── Source material ──
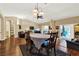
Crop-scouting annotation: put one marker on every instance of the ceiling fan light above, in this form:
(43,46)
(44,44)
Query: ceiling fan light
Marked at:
(41,13)
(35,11)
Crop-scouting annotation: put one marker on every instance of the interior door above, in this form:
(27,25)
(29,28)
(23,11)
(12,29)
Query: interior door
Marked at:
(7,29)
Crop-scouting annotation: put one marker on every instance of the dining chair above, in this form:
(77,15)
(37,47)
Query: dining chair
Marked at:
(30,45)
(51,44)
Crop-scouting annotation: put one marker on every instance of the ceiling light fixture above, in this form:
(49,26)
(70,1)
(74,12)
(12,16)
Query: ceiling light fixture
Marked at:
(37,12)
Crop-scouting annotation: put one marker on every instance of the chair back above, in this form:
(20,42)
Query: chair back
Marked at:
(53,38)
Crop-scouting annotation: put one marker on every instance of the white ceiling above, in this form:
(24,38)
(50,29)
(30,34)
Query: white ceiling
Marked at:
(53,11)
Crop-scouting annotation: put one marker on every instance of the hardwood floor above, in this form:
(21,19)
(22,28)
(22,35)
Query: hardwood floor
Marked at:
(10,47)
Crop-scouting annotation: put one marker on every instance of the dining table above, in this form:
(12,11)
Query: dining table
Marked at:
(39,38)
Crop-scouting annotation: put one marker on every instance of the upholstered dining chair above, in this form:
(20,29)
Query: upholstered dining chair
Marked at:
(30,46)
(51,44)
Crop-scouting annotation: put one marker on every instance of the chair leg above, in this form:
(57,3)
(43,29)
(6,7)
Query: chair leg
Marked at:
(54,51)
(47,52)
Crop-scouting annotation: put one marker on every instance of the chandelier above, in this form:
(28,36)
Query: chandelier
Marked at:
(37,12)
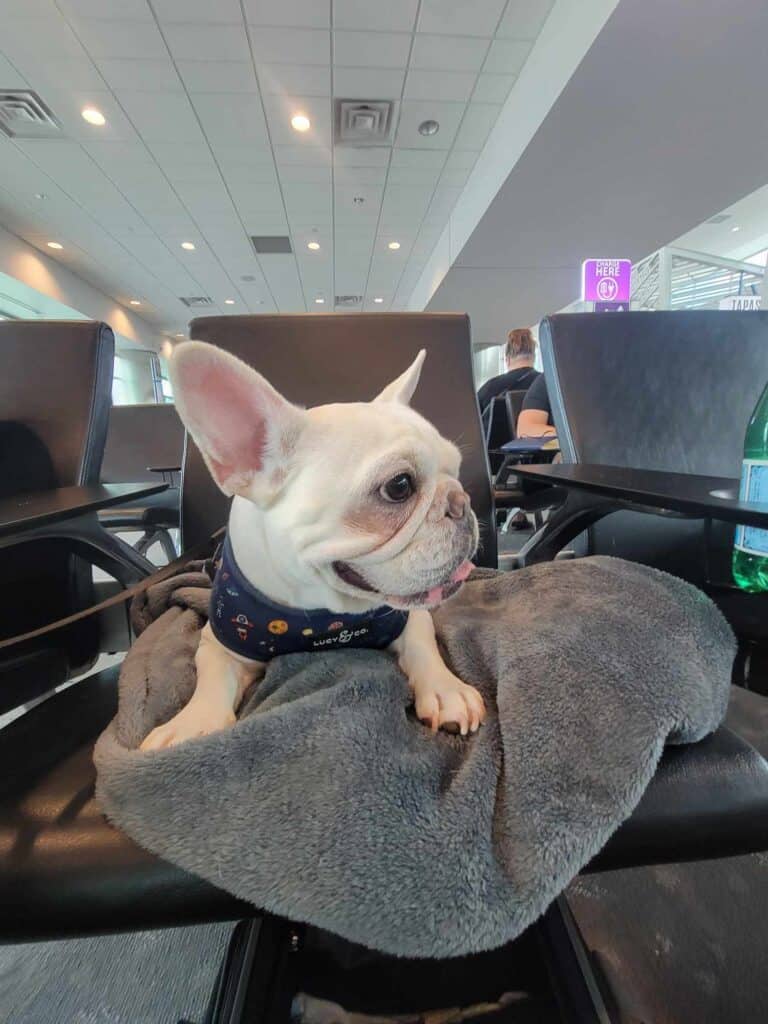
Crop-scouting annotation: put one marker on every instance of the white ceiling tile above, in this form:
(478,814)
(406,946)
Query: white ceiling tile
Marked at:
(49,36)
(298,13)
(344,175)
(368,83)
(507,56)
(218,76)
(461,160)
(69,107)
(403,157)
(146,76)
(454,177)
(205,197)
(459,17)
(207,42)
(46,74)
(231,118)
(294,46)
(413,113)
(414,175)
(476,126)
(304,174)
(295,80)
(281,109)
(107,38)
(11,75)
(450,85)
(223,11)
(449,52)
(373,15)
(161,117)
(302,155)
(236,157)
(360,156)
(493,88)
(245,176)
(345,196)
(371,49)
(124,10)
(524,18)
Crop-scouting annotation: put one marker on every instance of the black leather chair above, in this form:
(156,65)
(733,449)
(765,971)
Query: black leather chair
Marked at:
(141,441)
(64,870)
(54,401)
(656,390)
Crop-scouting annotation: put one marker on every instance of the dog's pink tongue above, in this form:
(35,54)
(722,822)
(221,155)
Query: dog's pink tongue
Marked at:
(463,571)
(434,596)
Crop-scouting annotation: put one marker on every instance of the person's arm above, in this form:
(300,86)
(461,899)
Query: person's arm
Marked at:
(534,423)
(535,418)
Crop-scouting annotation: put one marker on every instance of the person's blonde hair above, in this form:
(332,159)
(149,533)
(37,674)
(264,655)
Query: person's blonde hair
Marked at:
(520,342)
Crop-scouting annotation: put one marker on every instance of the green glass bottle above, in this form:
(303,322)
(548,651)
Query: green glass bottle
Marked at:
(751,547)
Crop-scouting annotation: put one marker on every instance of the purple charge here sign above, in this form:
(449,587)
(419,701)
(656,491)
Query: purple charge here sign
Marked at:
(606,280)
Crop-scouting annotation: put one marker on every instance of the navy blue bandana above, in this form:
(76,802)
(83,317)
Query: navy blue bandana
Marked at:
(249,624)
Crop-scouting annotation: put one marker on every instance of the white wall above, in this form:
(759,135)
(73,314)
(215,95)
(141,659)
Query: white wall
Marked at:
(46,286)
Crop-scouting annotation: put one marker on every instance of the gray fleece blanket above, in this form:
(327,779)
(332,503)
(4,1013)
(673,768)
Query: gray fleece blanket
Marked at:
(330,803)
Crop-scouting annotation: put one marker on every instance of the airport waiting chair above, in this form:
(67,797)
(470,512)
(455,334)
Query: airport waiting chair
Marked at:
(81,877)
(145,442)
(667,391)
(54,401)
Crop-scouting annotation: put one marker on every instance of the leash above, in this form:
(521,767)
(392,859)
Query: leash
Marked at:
(128,594)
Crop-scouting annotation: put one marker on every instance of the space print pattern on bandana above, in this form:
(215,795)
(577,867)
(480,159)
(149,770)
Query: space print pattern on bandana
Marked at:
(249,624)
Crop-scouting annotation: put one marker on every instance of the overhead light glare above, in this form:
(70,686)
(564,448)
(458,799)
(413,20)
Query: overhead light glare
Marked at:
(93,117)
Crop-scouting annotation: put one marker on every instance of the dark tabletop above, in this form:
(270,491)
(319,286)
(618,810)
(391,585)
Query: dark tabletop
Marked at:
(713,497)
(23,512)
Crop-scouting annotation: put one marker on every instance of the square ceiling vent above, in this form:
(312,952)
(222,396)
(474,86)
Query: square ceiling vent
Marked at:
(24,115)
(266,245)
(364,122)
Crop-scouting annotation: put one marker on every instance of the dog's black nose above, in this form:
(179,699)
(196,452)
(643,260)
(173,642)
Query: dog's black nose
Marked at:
(457,504)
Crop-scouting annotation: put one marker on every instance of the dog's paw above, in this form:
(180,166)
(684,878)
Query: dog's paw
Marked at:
(197,719)
(443,701)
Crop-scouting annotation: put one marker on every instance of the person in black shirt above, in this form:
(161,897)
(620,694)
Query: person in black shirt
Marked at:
(519,354)
(536,416)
───
--- To do ---
Transcribe each line above verbatim, with the pictures left out.

--- Final answer ---
Crop-scouting annotation: put one marker on every instance of the ceiling fan light above, in this form:
(43,46)
(44,44)
Query: ceiling fan light
Marked at:
(41,13)
(35,11)
Crop-scouting annotation: put one marker on every instance of the interior door above, in this form:
(27,25)
(29,28)
(23,11)
(12,29)
Query: interior door
Marked at:
(7,29)
Crop-scouting annotation: put one marker on every instance of the dining chair above, in this form:
(77,15)
(37,47)
Query: dining chair
Marked at:
(30,45)
(51,44)
Crop-scouting annotation: put one marker on every instance of the ceiling light fixture above, in this form:
(49,26)
(70,1)
(74,12)
(12,16)
Query: ceiling light fixture
Marked at:
(37,12)
Crop-scouting annotation: put one marker on every instance of the chair back above, in this form:
(20,42)
Query: chair back
Marked at:
(53,38)
Crop-scouting annotation: put one marker on every instance of the white ceiling above, in this form:
(24,38)
(50,29)
(30,34)
Query: white ceiling
Marked at:
(53,11)
Crop-scouting annotation: put one marker on every instance of the hardwood floor above, in this form:
(21,19)
(22,28)
(22,35)
Query: hardwood floor
Marked at:
(10,47)
Crop-scouting annotation: put one marker on every instance of the dining table above, in this form:
(12,11)
Query: dining table
Marked at:
(39,38)
Crop-scouting annotation: put one marker on every instance of the upholstered dining chair above, in this form:
(20,29)
Query: upholstered dining chair
Marked at:
(30,46)
(51,44)
Crop-scouting annotation: put one marker on every instance of the chair leg above, in this form:
(57,3)
(43,29)
(6,7)
Query: chair leg
Marked at:
(54,51)
(47,52)
Crop-scouting annotation: put one marker on every instance of the chandelier above, in this form:
(28,36)
Query: chandelier
Marked at:
(37,12)
Crop-scouting annotation: put one marker on every instance of the white ceiling tile above, in this form:
(478,814)
(406,946)
Query: white ceiling tile
Marked at:
(49,36)
(298,13)
(344,175)
(368,83)
(507,56)
(218,76)
(461,160)
(69,107)
(403,157)
(146,76)
(454,177)
(205,197)
(459,17)
(207,42)
(46,74)
(231,118)
(294,46)
(413,113)
(414,175)
(476,126)
(304,174)
(295,80)
(281,109)
(107,38)
(11,75)
(450,85)
(223,11)
(449,52)
(373,15)
(161,117)
(302,155)
(236,157)
(360,156)
(493,88)
(245,176)
(345,196)
(371,49)
(124,10)
(524,18)
Crop-scouting annotation: put one marker on every instance of the black leather chair above, in this form:
(156,65)
(733,449)
(765,971)
Query: black leather chair
Marked at:
(141,441)
(64,870)
(54,401)
(656,390)
Crop-scouting annotation: put one marker on every instance of the dog's pink tongue above, in this form:
(35,54)
(722,822)
(221,155)
Query: dog's pink tongue
Marked at:
(463,571)
(434,596)
Crop-scouting annotation: put one marker on every instance of the person's arm above, in this form:
(300,86)
(461,899)
Query: person's arm
Marked at:
(534,423)
(535,418)
Crop-scouting annotation: put one marker on every instance of the person's blonde hair above, in this form:
(332,159)
(149,533)
(37,674)
(264,655)
Query: person's blonde hair
Marked at:
(520,342)
Crop-scouting annotation: put one marker on every instance of the green glass bottle above, in this form:
(303,322)
(548,651)
Query: green glass bottle
Marked at:
(751,547)
Crop-scouting annotation: put one marker on every instance of the purple charge here sign above, in this form:
(449,587)
(419,701)
(656,491)
Query: purple charge here sign
Marked at:
(606,280)
Crop-scouting annotation: put one marker on every instance of the navy blue bandana above, in this form:
(76,802)
(83,317)
Query: navy blue bandana
Marked at:
(249,624)
Crop-scouting annotation: put one marker on every instance of the white wall above, in this form:
(759,135)
(73,314)
(215,95)
(141,659)
Query: white wall
Marked at:
(46,286)
Crop-scouting annotation: put one marker on every instance of the gray fleece blanket above, in this form:
(327,779)
(332,503)
(4,1013)
(673,768)
Query: gray fleece blanket
Marked at:
(330,803)
Crop-scouting annotation: put one marker on every instance of the airport waiting chair above, in this form:
(67,797)
(470,512)
(455,334)
Query: airport waiting chair
Marked at:
(81,877)
(145,442)
(667,391)
(54,401)
Crop-scouting annotation: put one marker on every instance of the leash above, in this form:
(521,767)
(392,859)
Query: leash
Marked at:
(128,594)
Crop-scouting annotation: put one marker on every instance of the space print pattern on bandana above, in this form:
(215,795)
(577,867)
(480,159)
(149,770)
Query: space print pattern on bandana
Marked at:
(249,624)
Crop-scouting annotation: put one marker on every instance of the overhead light glare above, in this form:
(70,686)
(564,448)
(458,799)
(413,20)
Query: overhead light glare
Marked at:
(93,117)
Crop-scouting annotation: put one marker on every instance of the dark tabletop above, in this form:
(270,491)
(319,286)
(618,810)
(391,585)
Query: dark tabletop
Marked at:
(713,497)
(23,512)
Crop-scouting annotation: put one marker on every instance of the square ceiling vent above, in this form:
(312,952)
(222,396)
(474,86)
Query: square ceiling vent
Marked at:
(24,115)
(266,245)
(364,122)
Crop-scouting annotation: put one marker on every instance of the dog's black nose above, in this form:
(179,699)
(196,452)
(643,260)
(173,642)
Query: dog's black nose
Marked at:
(457,504)
Crop-scouting annotation: put one marker on every instance of the dog's paw above, in this form:
(180,166)
(684,878)
Query: dog's paw
Marked at:
(197,719)
(443,701)
Crop-scouting annotation: put one marker on every instance of the person in black shirt above, in this form:
(161,897)
(620,694)
Query: person in black shirt
Marked at:
(519,354)
(536,416)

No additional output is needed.